- _Reading text_:
Punky is an Irish animated television series created by Lindsay J. Sedgwick and produced by Dublin based Monster Animation and Design. The series features the lead character as having Down syndrome, with the intention of being the first animated series to do so.

Development
The show's creative director is Jason Tammemagi, who has been involved in a number of animated shows for pre-school children, including Fluffy Gardens.

The series is produced with the support of Down Syndrome Ireland, who also reviewed material during development and production of the series. The series is supported by investment incentives from the Government of Ireland (Section 481), in association with RTÉjr, with the participation of the Irish Film Board and the Broadcasting Authority of Ireland’s Sound & Vision Fund. A second series (also 20 x 7 mins) was launched in February 2014.

- _Exercise requirements_:
a: Repeat word for word the stretch of the Punky article from "Punky is an" through "including Fluffy Gardens.".
b: According to the Punky article, who is the show's creative director?
c: Pick up the article on the animated series Punky from its last sentence and keep writing.
The listing after the Punky article isn't needed.

- _Collected material_:
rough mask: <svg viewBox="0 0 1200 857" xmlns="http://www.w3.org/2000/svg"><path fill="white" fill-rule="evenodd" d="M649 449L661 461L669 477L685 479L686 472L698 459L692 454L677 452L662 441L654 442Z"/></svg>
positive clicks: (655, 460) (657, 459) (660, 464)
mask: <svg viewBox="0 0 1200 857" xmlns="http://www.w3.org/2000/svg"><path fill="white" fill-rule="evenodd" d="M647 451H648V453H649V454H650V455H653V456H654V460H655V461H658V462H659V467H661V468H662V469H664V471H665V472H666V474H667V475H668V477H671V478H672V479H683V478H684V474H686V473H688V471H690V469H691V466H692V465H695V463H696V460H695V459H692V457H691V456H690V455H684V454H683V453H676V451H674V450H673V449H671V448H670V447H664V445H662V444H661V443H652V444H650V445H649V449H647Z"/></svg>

- _Answers by item_:
a:
Punky is an Irish animated television series created by Lindsay J. Sedgwick and produced by Dublin based Monster Animation and Design. The series features the lead character as having Down syndrome, with the intention of being the first animated series to do so.

Development
The show's creative director is Jason Tammemagi, who has been involved in a number of animated shows for pre-school children, including Fluffy Gardens.

b: Jason Tammemagi

c:
Characters
Punky relates tales from the everyday life of a six-year-old little girl who has Down syndrome. Punky is characterized as a happy little girl who, as explained in the introduction of the show, loves "music", "dancing" and "hugs". She is shown to like to play with her older brother, "Con", and her dog, "Rufus". She also tries to make her grandmother "Cranky", "just a little less cranky".

The lead character is voiced by Aimée Richardson, a voice actress who has Down syndrome.

Broadcast
It aired in a number of TV networks in the UK, Australia, Germany and Sweden to screen the show. An Irish language version of the show is also in production, to be broadcast on TG4.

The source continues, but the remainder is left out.